╭─ Extracted material
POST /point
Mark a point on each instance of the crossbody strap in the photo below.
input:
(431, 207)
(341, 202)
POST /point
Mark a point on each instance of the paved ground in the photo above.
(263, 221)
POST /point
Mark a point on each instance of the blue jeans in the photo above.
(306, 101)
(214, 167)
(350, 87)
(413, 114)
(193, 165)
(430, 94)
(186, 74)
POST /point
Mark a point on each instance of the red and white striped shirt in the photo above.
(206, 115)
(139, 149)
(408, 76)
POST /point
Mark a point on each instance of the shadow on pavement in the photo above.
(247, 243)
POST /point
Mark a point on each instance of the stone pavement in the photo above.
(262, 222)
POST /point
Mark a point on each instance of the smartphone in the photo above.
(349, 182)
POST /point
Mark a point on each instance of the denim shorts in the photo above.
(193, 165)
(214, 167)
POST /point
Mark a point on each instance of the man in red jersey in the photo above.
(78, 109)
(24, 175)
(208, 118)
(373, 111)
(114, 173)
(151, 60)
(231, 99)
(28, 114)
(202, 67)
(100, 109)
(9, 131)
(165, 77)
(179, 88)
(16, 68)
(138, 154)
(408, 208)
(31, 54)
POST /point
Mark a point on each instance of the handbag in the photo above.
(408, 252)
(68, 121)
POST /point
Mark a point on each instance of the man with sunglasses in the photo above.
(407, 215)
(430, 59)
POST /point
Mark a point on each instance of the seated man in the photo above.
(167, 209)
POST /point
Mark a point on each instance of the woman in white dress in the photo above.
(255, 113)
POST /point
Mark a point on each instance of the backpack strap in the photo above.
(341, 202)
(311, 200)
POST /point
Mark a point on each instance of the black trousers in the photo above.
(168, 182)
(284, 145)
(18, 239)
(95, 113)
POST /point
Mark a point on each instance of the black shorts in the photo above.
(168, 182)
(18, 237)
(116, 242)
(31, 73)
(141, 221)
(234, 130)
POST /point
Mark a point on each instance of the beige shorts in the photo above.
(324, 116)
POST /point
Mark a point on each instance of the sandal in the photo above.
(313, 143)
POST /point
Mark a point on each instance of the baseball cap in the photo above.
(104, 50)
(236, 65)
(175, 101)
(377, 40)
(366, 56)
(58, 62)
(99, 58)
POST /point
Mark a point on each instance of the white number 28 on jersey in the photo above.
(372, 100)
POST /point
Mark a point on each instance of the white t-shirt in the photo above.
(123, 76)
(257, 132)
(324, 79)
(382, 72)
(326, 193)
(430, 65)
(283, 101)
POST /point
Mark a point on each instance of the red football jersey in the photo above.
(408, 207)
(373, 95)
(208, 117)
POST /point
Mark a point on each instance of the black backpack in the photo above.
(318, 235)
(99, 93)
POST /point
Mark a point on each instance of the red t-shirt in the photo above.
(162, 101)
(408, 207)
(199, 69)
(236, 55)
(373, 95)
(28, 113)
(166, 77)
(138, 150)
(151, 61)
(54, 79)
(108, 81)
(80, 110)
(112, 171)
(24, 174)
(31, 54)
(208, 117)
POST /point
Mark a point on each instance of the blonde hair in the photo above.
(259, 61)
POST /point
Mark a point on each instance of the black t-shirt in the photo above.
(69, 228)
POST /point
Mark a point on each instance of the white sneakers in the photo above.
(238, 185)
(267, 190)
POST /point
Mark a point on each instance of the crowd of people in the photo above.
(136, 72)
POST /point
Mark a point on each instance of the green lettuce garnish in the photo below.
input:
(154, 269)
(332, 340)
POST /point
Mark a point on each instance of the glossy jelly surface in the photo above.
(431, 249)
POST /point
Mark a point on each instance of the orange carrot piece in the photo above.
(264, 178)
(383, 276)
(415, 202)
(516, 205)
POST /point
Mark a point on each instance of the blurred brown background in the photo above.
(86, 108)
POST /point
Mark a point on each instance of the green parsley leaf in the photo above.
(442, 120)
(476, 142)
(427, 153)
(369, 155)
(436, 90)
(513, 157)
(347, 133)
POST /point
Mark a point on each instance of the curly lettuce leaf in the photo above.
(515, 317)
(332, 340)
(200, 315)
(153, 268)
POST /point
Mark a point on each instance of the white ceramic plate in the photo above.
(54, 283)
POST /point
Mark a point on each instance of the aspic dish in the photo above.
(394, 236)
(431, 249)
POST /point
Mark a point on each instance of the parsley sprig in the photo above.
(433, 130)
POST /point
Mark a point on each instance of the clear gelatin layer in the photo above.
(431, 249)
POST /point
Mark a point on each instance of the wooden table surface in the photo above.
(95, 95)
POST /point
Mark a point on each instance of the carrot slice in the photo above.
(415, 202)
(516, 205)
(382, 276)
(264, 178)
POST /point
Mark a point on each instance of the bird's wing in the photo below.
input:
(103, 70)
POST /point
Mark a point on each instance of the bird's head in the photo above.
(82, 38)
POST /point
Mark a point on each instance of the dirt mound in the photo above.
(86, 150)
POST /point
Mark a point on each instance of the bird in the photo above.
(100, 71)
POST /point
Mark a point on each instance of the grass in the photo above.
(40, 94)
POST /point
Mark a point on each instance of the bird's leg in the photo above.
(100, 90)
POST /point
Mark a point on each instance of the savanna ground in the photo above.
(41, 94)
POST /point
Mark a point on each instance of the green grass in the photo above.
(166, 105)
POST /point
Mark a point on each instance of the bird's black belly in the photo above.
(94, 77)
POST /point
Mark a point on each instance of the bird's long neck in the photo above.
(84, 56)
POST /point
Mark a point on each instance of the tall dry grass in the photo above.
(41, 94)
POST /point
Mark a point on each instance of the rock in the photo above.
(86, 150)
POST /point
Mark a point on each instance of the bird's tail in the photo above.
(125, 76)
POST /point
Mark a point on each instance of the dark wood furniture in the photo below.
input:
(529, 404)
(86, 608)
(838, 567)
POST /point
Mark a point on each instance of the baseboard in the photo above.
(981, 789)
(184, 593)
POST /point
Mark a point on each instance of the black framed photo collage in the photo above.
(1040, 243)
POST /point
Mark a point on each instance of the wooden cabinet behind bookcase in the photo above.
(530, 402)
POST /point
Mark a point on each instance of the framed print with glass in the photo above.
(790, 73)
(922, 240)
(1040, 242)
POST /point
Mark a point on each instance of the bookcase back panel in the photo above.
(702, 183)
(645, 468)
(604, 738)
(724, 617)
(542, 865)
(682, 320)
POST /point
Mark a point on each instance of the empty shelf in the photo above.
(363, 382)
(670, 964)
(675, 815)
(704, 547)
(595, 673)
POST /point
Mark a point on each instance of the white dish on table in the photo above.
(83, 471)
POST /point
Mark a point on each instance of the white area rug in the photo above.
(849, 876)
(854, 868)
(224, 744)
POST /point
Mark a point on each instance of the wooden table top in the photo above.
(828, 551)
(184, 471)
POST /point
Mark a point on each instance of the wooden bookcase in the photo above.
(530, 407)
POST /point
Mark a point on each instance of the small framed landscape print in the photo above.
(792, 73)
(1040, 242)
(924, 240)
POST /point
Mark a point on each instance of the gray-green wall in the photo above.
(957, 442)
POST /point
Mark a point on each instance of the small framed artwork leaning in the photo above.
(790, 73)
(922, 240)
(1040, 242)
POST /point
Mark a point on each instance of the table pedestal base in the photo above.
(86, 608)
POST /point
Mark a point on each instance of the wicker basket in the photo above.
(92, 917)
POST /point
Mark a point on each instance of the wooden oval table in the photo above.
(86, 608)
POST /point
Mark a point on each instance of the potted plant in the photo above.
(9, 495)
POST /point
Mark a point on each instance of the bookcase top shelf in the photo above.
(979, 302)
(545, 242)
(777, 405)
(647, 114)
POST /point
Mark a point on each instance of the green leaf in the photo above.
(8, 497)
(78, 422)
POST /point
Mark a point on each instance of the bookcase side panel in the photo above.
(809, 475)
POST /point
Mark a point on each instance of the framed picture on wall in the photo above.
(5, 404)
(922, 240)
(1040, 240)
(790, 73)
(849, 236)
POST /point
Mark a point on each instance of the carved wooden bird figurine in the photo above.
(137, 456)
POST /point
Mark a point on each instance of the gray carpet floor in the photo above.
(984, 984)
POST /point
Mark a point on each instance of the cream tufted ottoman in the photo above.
╰─
_Directions_. List each line of the records above that contains the word "gray".

_Task answer_.
Mark a point on each instance of the gray-green wall in the photo above.
Mark a point on each instance of the gray carpet floor in the photo above.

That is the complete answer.